- **Dataset excerpts**:
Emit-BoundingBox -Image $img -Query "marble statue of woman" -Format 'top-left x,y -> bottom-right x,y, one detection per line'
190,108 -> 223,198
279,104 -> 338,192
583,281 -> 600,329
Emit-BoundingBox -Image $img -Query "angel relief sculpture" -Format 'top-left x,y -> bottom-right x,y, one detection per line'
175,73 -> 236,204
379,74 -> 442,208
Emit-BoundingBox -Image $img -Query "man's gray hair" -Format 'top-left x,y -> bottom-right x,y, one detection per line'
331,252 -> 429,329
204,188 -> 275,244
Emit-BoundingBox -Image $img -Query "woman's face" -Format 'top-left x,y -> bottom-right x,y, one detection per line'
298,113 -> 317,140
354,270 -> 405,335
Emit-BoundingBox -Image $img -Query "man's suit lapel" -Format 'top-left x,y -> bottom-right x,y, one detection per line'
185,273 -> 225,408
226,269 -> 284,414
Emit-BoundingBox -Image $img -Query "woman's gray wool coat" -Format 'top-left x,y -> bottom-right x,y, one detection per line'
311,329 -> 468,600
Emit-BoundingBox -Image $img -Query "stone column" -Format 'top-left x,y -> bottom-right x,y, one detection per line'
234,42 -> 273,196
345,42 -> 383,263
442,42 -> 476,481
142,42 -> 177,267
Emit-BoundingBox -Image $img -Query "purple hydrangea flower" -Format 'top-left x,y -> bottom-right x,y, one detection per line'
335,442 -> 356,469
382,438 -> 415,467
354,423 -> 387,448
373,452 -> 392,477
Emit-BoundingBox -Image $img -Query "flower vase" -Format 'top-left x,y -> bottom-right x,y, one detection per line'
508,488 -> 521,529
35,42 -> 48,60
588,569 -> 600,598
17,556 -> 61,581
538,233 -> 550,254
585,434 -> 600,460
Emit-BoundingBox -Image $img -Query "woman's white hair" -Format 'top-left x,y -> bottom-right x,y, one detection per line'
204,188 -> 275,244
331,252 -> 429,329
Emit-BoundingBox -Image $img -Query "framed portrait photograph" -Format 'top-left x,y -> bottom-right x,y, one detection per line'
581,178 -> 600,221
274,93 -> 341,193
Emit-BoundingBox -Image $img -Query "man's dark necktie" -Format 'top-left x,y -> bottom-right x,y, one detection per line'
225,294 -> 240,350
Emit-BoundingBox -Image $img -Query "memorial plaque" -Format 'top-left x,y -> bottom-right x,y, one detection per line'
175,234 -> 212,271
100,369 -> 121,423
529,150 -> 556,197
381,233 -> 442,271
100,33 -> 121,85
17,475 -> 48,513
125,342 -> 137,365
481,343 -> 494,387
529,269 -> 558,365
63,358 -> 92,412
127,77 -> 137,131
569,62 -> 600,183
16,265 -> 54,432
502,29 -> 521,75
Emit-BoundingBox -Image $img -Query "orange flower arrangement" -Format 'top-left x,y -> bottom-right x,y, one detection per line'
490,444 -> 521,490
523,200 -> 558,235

- **What is required**: Print every line of the data above verbatim, keeping each character unchanged.

- **Reply**:
Emit-BoundingBox -Image $img -Query "marble statue of woman" -Format 'top-left x,y -> bottom-right x,y, one detection per line'
190,108 -> 223,198
279,104 -> 338,192
583,281 -> 600,329
Emit-BoundingBox -Image $img -Query "angel relief sculpture" -Format 'top-left x,y -> bottom-right x,y, one detection per line'
175,73 -> 236,204
379,74 -> 442,208
Emit-BoundingBox -Image $img -Query "man's gray hair" -Format 'top-left x,y -> bottom-right x,y, one detection per line'
331,252 -> 429,329
204,188 -> 275,244
Emit-BoundingBox -Image $img -Query "woman's face" -Format 'top-left x,y -> bottom-right x,y, one detection per line'
298,113 -> 317,140
354,270 -> 405,335
Emit-BoundingBox -Image $img -Query "man's suit lapel" -Format 'top-left x,y -> bottom-right x,y, one detection per line'
185,273 -> 225,408
226,269 -> 284,414
Emit-BoundingBox -Image $img -Query "woman's gray wool coat" -Format 'top-left x,y -> bottom-right x,y, one detection per line'
311,329 -> 468,600
Emit-BoundingBox -Image $img -Query "stone column" -Format 'top-left x,y -> bottom-right x,y, one detection per line'
234,42 -> 273,196
345,42 -> 383,263
442,42 -> 476,481
142,42 -> 177,267
Emit-BoundingBox -Image $img -Query "purple hydrangea flower" -Format 'top-left x,y -> bottom-right x,y, one detection per line'
335,442 -> 356,469
382,438 -> 415,467
354,423 -> 387,448
373,452 -> 392,477
Emit-BoundingBox -Image $img -Query "flower vase" -Format 'top-left x,y -> bottom-right x,y, one detection per line'
508,488 -> 521,529
35,42 -> 48,60
588,569 -> 600,598
17,556 -> 61,581
538,233 -> 550,254
585,434 -> 600,460
Emit-BoundingBox -Image $img -Query "woman's white hair" -Format 'top-left x,y -> bottom-right x,y, one detection per line'
204,188 -> 275,244
331,252 -> 429,329
Emit-BoundingBox -Image $img -Query "framed portrait photograph" -Format 'top-left x,y -> bottom-right x,y, one detection per line'
581,178 -> 600,221
274,93 -> 341,193
Emit-BoundingBox -Image $img -Query "man's dark necktie" -Format 'top-left x,y -> bottom-right x,y, one detection per line'
225,294 -> 240,350
Emit-BoundingBox -Image $img -Query "memorial plaque" -Format 'top-left x,y -> bottom-right x,y, one detection per line'
175,234 -> 212,271
100,369 -> 121,423
529,150 -> 556,197
381,233 -> 442,271
100,33 -> 121,85
17,475 -> 48,513
125,342 -> 137,365
481,343 -> 494,387
529,269 -> 558,365
63,358 -> 92,412
127,77 -> 137,131
569,62 -> 600,183
16,265 -> 54,432
502,29 -> 521,75
Emit-BoundingBox -Image $img -Query "orange flower arrangement" -Format 'top-left x,y -> bottom-right x,y, one detection per line'
490,444 -> 521,490
523,200 -> 558,235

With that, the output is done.